## TASK INSTRUCTIONS:
Within the lines below, find those that hold the string "table" and copy each one.

## MATERIAL FOR THIS TASK:

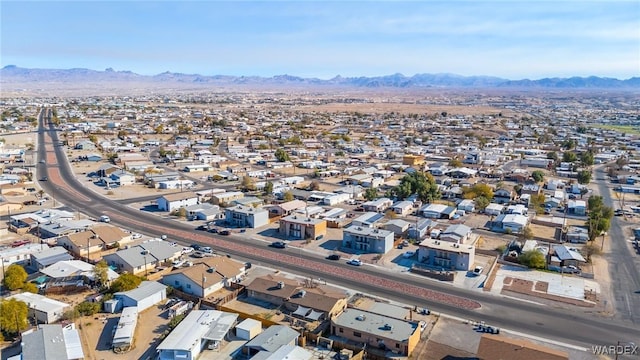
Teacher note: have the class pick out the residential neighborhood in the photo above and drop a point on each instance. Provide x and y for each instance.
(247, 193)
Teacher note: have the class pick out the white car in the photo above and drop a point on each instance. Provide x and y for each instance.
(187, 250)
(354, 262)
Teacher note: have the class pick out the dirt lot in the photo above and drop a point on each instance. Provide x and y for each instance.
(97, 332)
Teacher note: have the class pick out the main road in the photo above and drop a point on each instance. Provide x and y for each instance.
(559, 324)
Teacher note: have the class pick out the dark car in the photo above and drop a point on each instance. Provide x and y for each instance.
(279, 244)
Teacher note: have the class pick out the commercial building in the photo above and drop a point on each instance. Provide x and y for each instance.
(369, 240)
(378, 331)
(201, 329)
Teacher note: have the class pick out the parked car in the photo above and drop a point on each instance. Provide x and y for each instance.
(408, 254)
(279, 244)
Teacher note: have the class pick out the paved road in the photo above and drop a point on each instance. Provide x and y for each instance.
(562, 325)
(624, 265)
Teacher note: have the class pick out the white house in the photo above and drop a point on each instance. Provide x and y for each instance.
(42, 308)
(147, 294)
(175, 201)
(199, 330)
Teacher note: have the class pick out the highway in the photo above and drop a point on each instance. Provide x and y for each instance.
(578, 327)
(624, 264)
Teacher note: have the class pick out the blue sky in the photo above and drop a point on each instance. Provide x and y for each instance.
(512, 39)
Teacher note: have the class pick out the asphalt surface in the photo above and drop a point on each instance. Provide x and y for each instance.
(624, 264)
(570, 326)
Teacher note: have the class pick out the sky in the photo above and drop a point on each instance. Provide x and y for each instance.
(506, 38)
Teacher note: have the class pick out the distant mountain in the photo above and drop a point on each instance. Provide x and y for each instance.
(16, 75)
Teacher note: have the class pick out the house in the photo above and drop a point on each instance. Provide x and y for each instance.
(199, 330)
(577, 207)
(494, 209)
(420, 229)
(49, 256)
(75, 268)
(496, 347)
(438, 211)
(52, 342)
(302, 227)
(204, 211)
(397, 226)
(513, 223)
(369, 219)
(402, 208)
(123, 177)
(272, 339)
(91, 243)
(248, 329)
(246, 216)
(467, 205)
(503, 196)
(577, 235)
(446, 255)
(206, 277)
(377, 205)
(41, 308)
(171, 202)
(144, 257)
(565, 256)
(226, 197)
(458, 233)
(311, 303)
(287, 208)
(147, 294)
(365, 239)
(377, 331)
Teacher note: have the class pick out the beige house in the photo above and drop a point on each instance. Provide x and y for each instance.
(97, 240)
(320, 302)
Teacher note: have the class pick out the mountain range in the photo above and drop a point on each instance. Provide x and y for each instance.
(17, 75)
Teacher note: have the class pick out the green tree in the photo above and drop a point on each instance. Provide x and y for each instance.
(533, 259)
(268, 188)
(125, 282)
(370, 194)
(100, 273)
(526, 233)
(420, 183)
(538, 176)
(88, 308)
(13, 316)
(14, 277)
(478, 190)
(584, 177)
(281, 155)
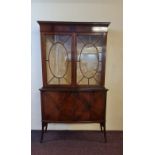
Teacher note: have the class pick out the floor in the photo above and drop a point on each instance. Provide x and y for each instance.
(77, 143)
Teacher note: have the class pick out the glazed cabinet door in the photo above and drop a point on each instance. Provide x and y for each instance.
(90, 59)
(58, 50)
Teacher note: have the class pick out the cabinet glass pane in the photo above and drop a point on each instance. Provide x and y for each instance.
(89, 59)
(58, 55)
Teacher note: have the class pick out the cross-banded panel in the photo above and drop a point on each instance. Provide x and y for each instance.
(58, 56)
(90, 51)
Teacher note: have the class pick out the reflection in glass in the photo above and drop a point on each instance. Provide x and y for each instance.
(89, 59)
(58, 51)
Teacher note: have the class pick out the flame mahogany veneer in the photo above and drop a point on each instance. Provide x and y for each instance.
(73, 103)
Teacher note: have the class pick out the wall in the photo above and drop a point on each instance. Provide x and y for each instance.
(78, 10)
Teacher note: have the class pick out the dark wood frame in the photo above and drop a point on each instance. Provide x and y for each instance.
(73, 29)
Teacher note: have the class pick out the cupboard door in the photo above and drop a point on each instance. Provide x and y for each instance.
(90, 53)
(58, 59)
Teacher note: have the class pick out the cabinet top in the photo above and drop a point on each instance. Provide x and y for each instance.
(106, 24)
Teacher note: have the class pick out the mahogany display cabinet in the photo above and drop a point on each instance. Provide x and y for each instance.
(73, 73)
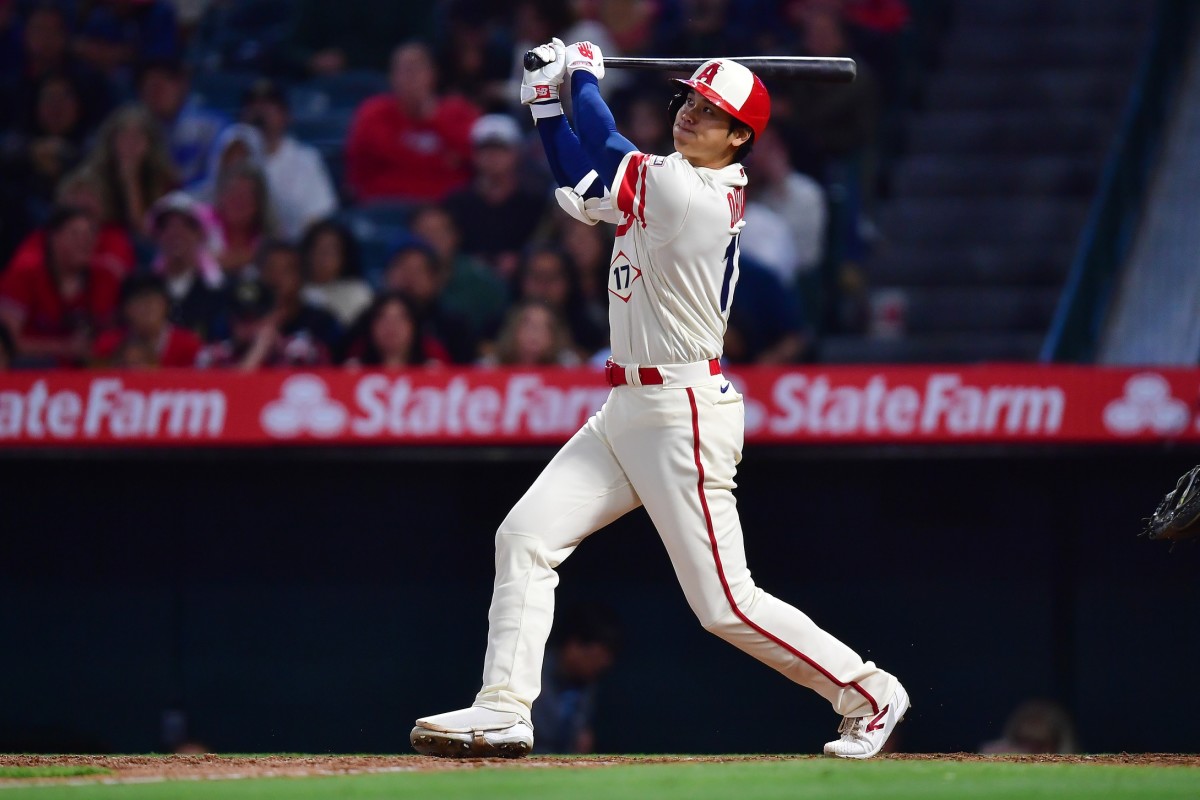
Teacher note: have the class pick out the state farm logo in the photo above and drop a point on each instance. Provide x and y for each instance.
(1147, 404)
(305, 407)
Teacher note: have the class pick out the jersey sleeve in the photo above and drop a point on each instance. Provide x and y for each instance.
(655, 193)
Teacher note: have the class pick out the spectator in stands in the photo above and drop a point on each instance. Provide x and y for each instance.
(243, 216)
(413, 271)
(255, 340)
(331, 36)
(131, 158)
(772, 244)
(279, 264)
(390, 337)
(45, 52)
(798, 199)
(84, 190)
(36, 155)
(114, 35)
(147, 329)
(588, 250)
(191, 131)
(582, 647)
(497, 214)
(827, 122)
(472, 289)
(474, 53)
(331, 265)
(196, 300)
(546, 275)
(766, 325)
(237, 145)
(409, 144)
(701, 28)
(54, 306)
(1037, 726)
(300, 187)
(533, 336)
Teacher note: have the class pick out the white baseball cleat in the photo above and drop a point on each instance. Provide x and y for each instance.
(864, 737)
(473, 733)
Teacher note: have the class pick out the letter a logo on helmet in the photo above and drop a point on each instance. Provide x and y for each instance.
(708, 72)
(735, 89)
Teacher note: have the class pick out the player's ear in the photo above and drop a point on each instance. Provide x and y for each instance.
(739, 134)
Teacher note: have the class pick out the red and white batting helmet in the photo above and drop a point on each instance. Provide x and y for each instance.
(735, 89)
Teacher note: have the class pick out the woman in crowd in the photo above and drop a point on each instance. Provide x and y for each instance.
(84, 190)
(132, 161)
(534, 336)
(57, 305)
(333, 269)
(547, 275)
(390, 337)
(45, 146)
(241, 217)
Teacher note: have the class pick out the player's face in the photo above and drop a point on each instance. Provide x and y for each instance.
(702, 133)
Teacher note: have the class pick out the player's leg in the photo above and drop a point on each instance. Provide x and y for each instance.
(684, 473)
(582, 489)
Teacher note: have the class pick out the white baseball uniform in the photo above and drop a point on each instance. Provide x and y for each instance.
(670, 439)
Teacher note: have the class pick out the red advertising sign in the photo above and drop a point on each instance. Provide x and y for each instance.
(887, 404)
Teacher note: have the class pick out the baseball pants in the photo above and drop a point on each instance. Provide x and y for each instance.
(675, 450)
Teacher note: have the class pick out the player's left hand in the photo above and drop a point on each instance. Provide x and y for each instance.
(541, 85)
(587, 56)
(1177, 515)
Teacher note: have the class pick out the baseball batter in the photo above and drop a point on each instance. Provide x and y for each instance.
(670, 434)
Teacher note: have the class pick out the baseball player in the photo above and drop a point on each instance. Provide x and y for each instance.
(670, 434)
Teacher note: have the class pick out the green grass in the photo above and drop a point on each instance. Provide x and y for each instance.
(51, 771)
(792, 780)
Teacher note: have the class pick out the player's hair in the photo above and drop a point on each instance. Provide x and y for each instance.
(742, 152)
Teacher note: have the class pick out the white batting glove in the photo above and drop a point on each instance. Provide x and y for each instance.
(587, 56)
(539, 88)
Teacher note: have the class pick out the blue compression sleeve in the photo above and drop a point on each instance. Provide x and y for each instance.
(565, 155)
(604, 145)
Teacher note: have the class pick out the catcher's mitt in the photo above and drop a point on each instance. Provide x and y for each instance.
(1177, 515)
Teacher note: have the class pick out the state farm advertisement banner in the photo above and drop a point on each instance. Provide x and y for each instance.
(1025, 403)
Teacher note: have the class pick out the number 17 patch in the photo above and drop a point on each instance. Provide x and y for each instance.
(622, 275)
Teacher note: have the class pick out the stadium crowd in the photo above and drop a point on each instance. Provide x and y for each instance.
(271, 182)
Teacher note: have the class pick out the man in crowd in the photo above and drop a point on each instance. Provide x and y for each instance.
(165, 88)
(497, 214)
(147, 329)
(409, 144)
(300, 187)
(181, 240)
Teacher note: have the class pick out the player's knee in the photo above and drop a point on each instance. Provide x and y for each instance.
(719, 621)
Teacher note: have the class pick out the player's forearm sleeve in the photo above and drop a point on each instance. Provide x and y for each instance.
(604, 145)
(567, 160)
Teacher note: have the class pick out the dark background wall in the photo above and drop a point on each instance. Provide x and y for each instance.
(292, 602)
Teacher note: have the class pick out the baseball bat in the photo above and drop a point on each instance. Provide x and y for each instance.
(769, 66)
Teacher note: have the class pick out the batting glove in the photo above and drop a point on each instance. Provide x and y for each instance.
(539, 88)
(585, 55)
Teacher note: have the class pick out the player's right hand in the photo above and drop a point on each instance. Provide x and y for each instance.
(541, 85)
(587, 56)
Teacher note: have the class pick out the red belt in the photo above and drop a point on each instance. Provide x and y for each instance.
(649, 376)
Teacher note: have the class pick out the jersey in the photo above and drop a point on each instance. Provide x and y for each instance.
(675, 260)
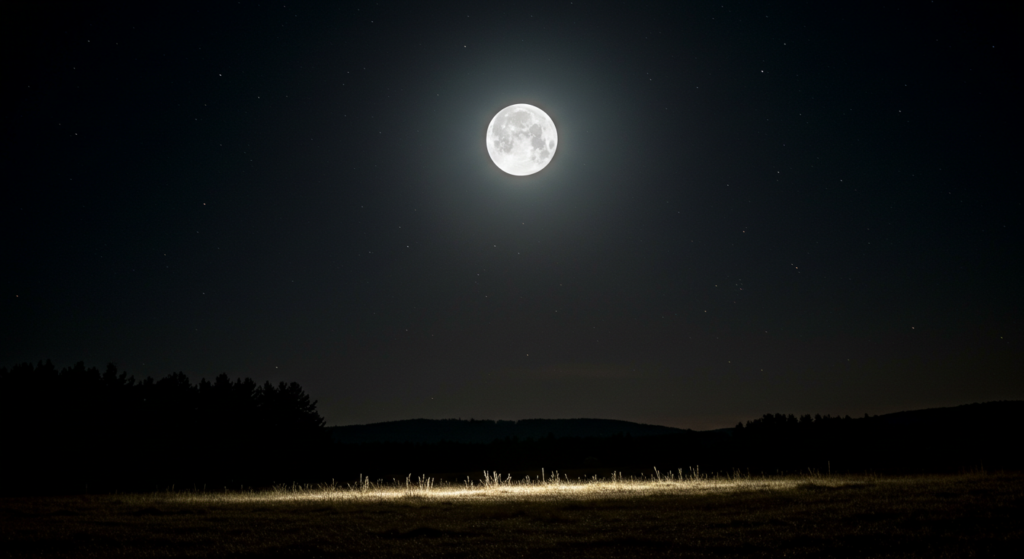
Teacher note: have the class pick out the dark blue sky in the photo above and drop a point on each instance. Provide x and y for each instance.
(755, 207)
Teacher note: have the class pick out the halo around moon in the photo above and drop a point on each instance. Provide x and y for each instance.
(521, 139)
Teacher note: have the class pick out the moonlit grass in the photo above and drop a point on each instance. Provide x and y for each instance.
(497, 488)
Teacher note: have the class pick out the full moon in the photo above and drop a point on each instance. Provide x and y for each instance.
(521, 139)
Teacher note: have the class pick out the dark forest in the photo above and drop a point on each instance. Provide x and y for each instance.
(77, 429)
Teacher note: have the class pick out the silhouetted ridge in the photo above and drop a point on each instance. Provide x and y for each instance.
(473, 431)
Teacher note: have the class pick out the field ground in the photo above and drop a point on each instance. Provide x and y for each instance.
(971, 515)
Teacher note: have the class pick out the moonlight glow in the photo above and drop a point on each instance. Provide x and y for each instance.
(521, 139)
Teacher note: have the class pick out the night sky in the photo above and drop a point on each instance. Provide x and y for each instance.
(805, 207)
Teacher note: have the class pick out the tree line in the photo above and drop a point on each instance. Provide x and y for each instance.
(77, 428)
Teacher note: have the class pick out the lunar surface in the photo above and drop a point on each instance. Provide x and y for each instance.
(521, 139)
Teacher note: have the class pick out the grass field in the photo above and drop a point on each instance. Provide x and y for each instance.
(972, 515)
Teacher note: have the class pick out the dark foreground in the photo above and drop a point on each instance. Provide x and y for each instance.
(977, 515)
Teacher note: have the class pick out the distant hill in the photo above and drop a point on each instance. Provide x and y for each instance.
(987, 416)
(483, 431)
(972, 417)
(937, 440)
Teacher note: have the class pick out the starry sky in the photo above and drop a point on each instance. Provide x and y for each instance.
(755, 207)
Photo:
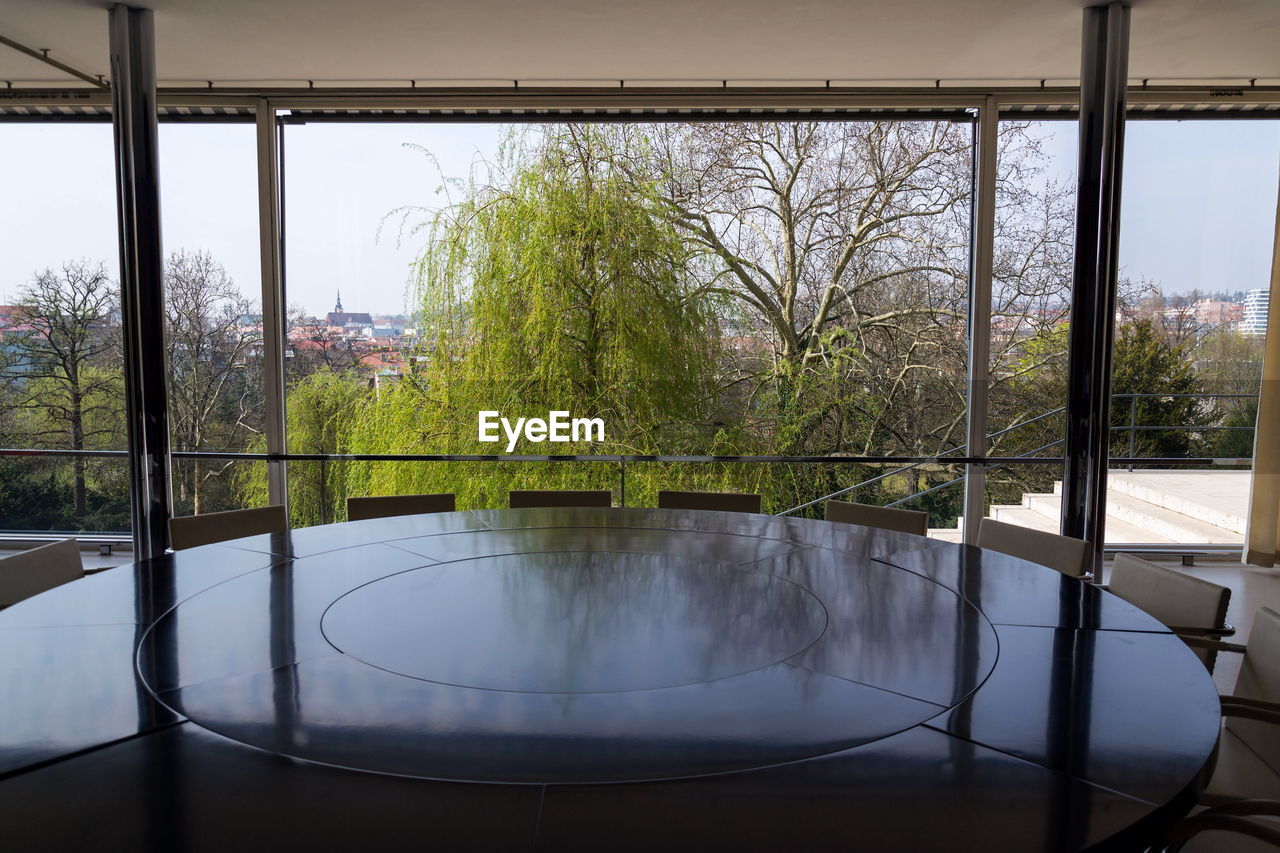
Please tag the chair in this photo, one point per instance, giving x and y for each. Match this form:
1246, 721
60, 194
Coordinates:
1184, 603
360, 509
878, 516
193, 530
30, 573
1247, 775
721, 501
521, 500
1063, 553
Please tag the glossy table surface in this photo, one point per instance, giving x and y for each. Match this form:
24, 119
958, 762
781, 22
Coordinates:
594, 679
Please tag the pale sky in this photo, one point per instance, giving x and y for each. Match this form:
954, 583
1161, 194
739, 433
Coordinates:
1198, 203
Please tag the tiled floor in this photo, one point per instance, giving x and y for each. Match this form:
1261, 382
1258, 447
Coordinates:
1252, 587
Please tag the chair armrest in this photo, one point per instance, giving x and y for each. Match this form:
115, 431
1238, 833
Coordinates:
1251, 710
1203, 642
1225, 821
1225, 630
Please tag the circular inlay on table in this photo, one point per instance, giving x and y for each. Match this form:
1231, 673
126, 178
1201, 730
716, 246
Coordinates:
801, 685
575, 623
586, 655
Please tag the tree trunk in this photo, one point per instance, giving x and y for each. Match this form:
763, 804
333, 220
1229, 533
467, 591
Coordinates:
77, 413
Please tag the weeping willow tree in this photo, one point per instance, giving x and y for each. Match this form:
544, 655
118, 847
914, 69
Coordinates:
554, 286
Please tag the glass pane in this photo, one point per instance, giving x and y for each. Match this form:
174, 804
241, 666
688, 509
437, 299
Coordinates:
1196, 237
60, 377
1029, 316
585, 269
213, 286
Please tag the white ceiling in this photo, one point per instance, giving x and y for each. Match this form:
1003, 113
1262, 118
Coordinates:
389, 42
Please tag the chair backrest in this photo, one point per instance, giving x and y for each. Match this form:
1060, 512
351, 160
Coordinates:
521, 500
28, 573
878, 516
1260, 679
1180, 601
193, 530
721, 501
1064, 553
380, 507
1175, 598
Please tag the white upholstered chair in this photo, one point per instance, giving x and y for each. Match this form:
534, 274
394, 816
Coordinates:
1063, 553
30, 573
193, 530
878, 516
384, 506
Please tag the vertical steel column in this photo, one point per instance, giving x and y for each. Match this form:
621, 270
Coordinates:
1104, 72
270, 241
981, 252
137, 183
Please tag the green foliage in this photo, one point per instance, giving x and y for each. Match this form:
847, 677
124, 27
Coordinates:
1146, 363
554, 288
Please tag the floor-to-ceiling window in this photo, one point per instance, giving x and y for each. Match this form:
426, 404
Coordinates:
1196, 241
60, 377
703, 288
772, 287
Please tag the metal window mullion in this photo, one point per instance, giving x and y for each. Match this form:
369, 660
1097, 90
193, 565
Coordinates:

## EXERCISE RESPONSE:
Please tag the glossy table surface in this photo, one point per instance, giving x and y for each. Match this form:
Please tag the circular inlay on table in this photo, one point per instance, giving x and y for each. Match this form:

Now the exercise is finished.